Start of Information supplied
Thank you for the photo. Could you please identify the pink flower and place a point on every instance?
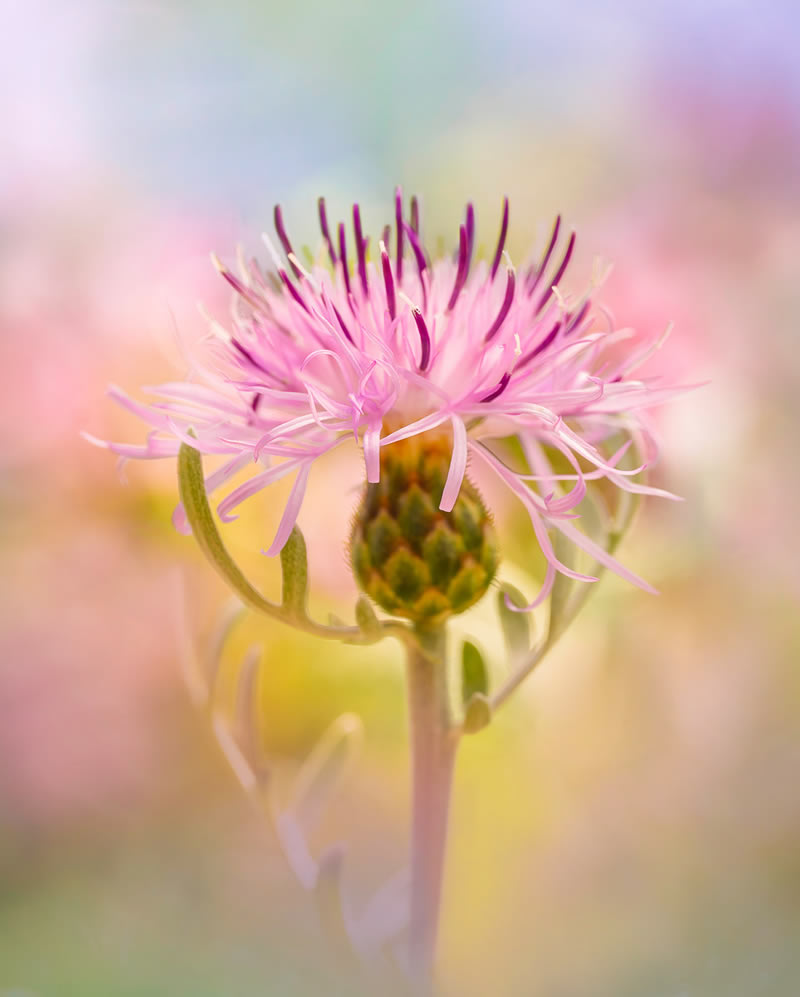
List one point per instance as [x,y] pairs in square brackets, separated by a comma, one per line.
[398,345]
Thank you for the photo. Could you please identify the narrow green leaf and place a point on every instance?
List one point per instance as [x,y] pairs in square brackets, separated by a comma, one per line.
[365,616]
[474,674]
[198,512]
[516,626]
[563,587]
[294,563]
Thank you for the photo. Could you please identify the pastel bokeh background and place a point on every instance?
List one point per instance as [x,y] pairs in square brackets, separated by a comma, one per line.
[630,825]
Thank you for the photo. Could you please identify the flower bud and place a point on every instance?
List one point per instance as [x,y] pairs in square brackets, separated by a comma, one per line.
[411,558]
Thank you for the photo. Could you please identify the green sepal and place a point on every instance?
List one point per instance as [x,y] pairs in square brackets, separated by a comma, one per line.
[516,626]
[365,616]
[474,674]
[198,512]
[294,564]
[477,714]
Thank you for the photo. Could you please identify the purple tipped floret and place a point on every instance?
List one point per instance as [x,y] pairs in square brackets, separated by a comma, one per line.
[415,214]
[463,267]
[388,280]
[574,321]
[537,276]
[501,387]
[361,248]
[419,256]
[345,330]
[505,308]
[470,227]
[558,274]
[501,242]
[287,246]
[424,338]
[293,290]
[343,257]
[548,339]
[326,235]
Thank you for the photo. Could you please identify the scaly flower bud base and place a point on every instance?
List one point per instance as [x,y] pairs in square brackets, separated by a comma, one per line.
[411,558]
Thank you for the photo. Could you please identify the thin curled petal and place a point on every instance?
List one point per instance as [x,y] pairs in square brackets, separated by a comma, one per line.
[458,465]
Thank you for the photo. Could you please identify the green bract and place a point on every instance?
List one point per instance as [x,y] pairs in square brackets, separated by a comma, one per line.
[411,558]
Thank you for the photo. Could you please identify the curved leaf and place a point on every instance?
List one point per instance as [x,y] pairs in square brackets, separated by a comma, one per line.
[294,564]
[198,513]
End of Information supplied
Please convert the stretch from the line containing "Thank you for the photo. Could you please identify the curved" through the end of the entries above into a JSON list of strings, with one string per line and blank lines omitted.

[
  "Thank you for the photo. Could you please identify the curved leaf and place a point on every instance?",
  "List one point per instance as [x,y] pairs in square brackets, separated by a comma, one per line.",
  "[294,564]",
  "[198,513]"
]